▸ Point-per-instance localization data
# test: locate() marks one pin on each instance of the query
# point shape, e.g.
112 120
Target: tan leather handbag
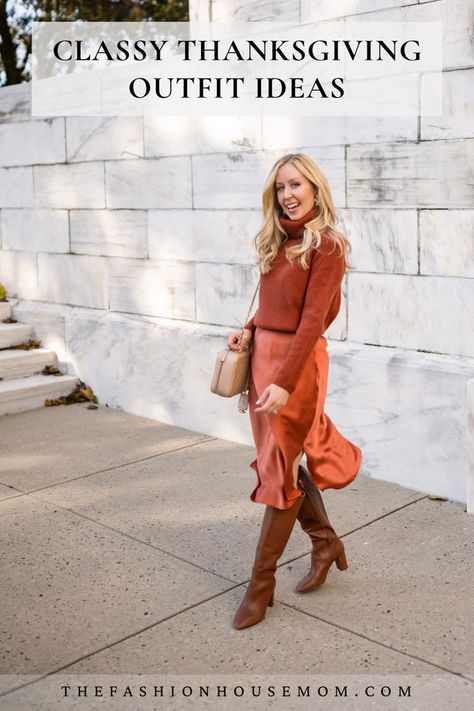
232 369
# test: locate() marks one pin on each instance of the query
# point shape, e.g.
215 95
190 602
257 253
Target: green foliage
16 18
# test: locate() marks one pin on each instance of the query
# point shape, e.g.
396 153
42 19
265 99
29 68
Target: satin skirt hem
301 426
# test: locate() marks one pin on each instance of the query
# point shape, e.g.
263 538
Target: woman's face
295 194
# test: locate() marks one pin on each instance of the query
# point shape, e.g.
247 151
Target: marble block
421 313
235 180
35 230
407 411
164 289
382 240
470 425
16 187
338 329
103 137
112 233
338 130
457 40
185 135
70 186
456 16
124 358
32 142
151 183
270 10
73 279
199 11
203 235
19 273
447 242
47 321
230 180
325 9
15 102
224 292
458 106
428 174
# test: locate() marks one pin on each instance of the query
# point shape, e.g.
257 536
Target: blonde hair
271 235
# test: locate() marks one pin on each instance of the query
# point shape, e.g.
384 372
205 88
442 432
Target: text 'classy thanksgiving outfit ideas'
296 306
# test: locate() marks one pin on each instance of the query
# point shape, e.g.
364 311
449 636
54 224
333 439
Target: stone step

▸ GOAL OF THE EXERCISE
Retype each of the entries above exactly as it appears, with no pictures.

▸ RESPONSE BELOW
# test: locate() marks one pin on each instance of the query
# point shape, e.g.
112 120
Target: tan leather handbag
232 369
# test: locate() marks one pin on each instance of the query
# point shape, e.g.
215 95
190 602
257 253
Target: green foliage
16 18
# test: locate() marks one pin on each instance of the query
# point shape, e.g.
396 153
42 19
265 99
29 68
Target: satin skirt hem
301 426
# test: locate() marks one pin on each instance of the query
# point shape, e.g.
263 538
Target: woman's face
295 194
# test: locate() marks one pin on each instance of the query
# point shape, e.g.
247 151
Target: marble block
421 313
235 180
35 230
407 411
164 289
382 240
470 425
16 187
338 329
103 137
112 233
338 130
457 40
185 135
70 186
456 16
124 358
32 142
151 183
270 10
73 279
199 11
203 235
19 273
447 242
47 321
230 180
325 9
15 102
224 292
458 106
428 174
# test: locate() marks one pin on each instance of the query
# point shape, e.g.
257 536
Target: blonde hair
271 235
# test: locate() marks one pin on each instance of the query
# point shape, e.g.
384 372
205 88
442 432
Target: text 'classy thanksgiving outfit ideas'
296 306
# test: locate() marks one pin on each instance of the query
# point shape, e.g.
364 311
449 636
54 224
333 439
Target: stone step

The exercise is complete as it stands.